If the motion is denied, the moving and answering papers shall be deemed the complaint and answer, respectively, unless the court orders otherwise."
"The distinguishing feature in the cases where the statutory procedure has been permitted, in contrast to those where it has been denied, is that, in the former, liability was predicated upon the terms of the writing plus proof of nonpayment establishing plaintiff's prima facie case and thus qualifying for accelerated treatment under CPLR 3213. In the latter situation, however, the document sued upon set forth something more than the simple promise by the defendant obligor to pay a sum of money" (Maglich v Saxe, Bacon & Bolan, 97 AD2d 19, 22 [1st Dept 1983]).
MZM has cited no case, and the Court has not found any, which holds that an appraisal award in similar circumstances qualifies as an "instrument for the payment of money only" under CPLR 3213. Summary judgment based on an instrument for the payment of money only "does not apply where the contract and the instrument are inextricably intertwined" (Montecalvo v Cat E., LLC, 128 AD3d 783, 784 [2d Dept 2015] quoting Vecchio v Colangelo, 274 AD2d 469, 471 [2d Dept 2000]). Here, the Appraisal Award is intertwined with the Policy, and cannot be read without reference to the Policy provisions. The face of the Appraisal Award form itself, provides that the amounts "are subject to deduction for any previous payments, policy provisions, and deductible(s)" (Notice of Motion, Wilkofsky Affirmation, Exhibit "1"). Thus, it is clear that the Appraisal Award is subject to the Policy. In turn, the Policy provision setting forth the procedures for obtaining an Appraisal Award, specifically provides "if there is an appraisal, we still retain our right to deny the claim" (Notice of Cross-Motion, Buckley Affirmation, Exhibit "6").
Moreover, the Appraisal Award would not qualify for accelerated treatment under CPLR 3213 as Tower has not "formally and explicitly acknowledged an indebtedness" (Interman v R.S.M. Electron Power, 37 NY2d at 155). Here the Appraisal Award, although signed by the appraiser for the insured MZM, and the umpire, is not signed by the appraiser for Tower, or by a representative of Tower (Maglich v Saxe, Bacon & Bolan, 97 AD2d at 21 ["In Interman, the Court of Appeals held that an account stated, unsupported by a writing subscribed by the defendant, would not qualify for this accelerated treatment since there was no written instrument by which the defendant obligated itself to make payment"]).

════

**Actions to take**
• a. Answer these questions from the CPLR 3213 excerpt, one answer per line:
(i) If the motion is denied, what are the moving and answering papers deemed to be?
(ii) According to the face of the Appraisal Award form, the amounts are subject to deduction for what?
(iii) Which two signers appear on the Appraisal Award?
• b. Carry the CPLR 3213 excerpt forward with the next part of its reasoning, starting after its final sentence.
The stored items that come next have no role in this work.

Stored items:
════

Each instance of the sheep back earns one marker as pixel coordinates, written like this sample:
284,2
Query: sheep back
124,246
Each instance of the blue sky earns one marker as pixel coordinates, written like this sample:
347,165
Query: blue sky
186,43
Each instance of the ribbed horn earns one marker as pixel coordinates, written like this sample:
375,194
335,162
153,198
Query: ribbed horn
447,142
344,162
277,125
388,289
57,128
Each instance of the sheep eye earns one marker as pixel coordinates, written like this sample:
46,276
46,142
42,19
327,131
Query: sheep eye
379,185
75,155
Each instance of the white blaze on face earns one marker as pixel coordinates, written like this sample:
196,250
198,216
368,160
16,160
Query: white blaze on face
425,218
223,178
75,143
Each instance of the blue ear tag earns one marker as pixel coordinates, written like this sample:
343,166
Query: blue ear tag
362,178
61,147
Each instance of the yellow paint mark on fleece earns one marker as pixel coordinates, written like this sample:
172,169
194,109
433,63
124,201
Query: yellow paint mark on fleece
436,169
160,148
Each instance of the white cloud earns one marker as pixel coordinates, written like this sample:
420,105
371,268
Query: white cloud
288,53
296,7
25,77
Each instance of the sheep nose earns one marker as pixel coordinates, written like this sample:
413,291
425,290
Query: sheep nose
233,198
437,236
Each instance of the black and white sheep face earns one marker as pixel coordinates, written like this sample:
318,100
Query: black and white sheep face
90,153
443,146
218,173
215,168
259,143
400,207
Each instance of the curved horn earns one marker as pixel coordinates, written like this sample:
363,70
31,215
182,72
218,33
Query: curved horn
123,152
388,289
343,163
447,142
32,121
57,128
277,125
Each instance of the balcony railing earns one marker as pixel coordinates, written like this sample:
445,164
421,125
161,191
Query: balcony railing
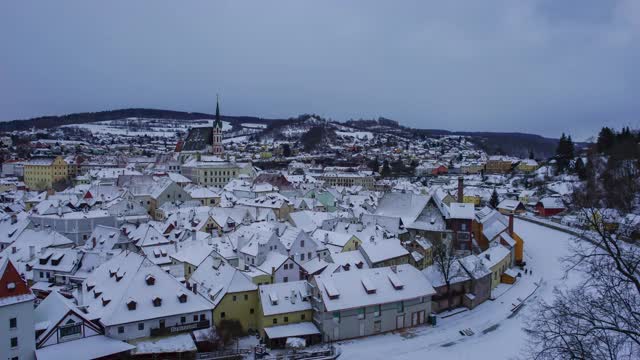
180,328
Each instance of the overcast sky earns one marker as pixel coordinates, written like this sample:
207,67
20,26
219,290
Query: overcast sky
540,66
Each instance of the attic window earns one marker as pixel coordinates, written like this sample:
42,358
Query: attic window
182,297
273,297
368,285
150,279
395,281
331,290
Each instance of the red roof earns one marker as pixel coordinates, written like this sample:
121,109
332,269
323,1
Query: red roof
11,283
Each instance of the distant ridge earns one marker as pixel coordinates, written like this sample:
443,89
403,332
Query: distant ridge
508,143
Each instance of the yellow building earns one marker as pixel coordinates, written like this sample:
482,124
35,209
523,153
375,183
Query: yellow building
232,295
498,259
280,305
527,166
40,174
240,305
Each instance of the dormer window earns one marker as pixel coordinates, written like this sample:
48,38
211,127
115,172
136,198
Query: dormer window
150,279
182,297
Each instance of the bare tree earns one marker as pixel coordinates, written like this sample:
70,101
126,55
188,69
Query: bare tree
444,257
600,317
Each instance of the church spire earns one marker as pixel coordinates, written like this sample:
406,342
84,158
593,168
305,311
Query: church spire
218,122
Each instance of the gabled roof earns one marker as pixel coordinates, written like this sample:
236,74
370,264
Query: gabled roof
344,290
283,298
215,278
123,279
13,288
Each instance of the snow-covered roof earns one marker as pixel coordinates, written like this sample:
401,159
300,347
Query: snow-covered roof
380,251
282,298
107,292
344,290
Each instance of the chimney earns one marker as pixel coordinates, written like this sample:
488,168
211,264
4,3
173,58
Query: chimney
511,224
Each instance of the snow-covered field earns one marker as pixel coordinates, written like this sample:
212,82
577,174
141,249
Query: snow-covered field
498,333
117,127
254,126
361,135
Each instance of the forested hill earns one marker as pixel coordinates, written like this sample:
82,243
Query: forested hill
518,144
45,122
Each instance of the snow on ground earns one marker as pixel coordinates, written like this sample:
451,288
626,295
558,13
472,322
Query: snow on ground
99,128
236,140
254,126
361,135
498,333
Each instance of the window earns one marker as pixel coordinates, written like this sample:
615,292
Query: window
70,329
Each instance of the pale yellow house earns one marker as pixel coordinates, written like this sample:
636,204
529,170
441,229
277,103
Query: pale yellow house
40,174
232,295
498,259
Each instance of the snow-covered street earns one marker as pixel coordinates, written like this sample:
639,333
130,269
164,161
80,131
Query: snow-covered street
498,332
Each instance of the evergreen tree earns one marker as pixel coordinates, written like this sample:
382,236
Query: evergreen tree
606,138
494,201
374,164
580,169
386,170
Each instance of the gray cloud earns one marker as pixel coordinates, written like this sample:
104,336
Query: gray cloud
537,66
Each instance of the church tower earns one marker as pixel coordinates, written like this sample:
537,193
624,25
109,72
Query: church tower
216,143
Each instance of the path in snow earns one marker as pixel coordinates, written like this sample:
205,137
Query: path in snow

════

**Task-by-task results**
• a.
(i) The complaint and answer, respectively, unless the court orders otherwise.
(ii) Any previous payments, policy provisions, and deductible(s).
(iii) The appraiser for the insured MZM and the umpire.

• b.
In view of the foregoing, MZM has failed to make a prima facie showing of entitlement to summary judgment in lieu of complaint on grounds that the Appraisal Award is an instrument for the payment of money only. CPLR 3213 provides that "if the motion is denied, the moving and answering papers shall be deemed the complaint and answer, respectively, unless the court orders otherwise." This Court "orders otherwise" and declines to convert this motion to ordinary form in light of this Court's determination, discussed below, regarding Tower's motion to dismiss. "Nothing in the statute, of course, obliges a court, upon denial of summary judgment, to treat CPLR 3213 motion papers as a complaint and answer, regardless of the circumstances. Although the statute provides, that, upon denial of summary judgment, the moving and answering papers shall be deemed a complaint and answer, it also explicitly permits a court to order 'otherwise'" (Schulz v Barrows, 94 NY2d 624, 628 [2000]; see Weissman v Sinorm Deli, 88 NY2d at 445 [upon denial of plaintiff's motion for summary judgment in lieu of complaint, court can grant summary judgment to defendant].
Although not dispositive, at no point did MZM's counsel suggest that the moving and answering papers be converted to ordinary form in the event this Court denies MZM's Motion for Summary Judgment in Lieu of Complaint.
Tower's Cross-Motion to Dismiss Pursuant to CPLR 3211
In support of its cross-motion, Tower contends that MZM's action is untimely under the two year suit limitation provision in the Policy which requires that a legal action be brought within two years "after the date on which the direct physical loss or damage occurred" (Notice of Cross-Motion, Exhibit "9"). As a threshold matter, Tower argues that New York courts have upheld two year suit limitations in insurance policies as reasonable. It is undisputed that the subject loss occurred on October 29, 2012 and MZM commenced this action on June 19, 2015. Tower argues that during the appraisal process, in letters to MZM, Tower always reserved its rights under the Policy and yet MZM never requested an extension of time or waiver of the suit limitation provision.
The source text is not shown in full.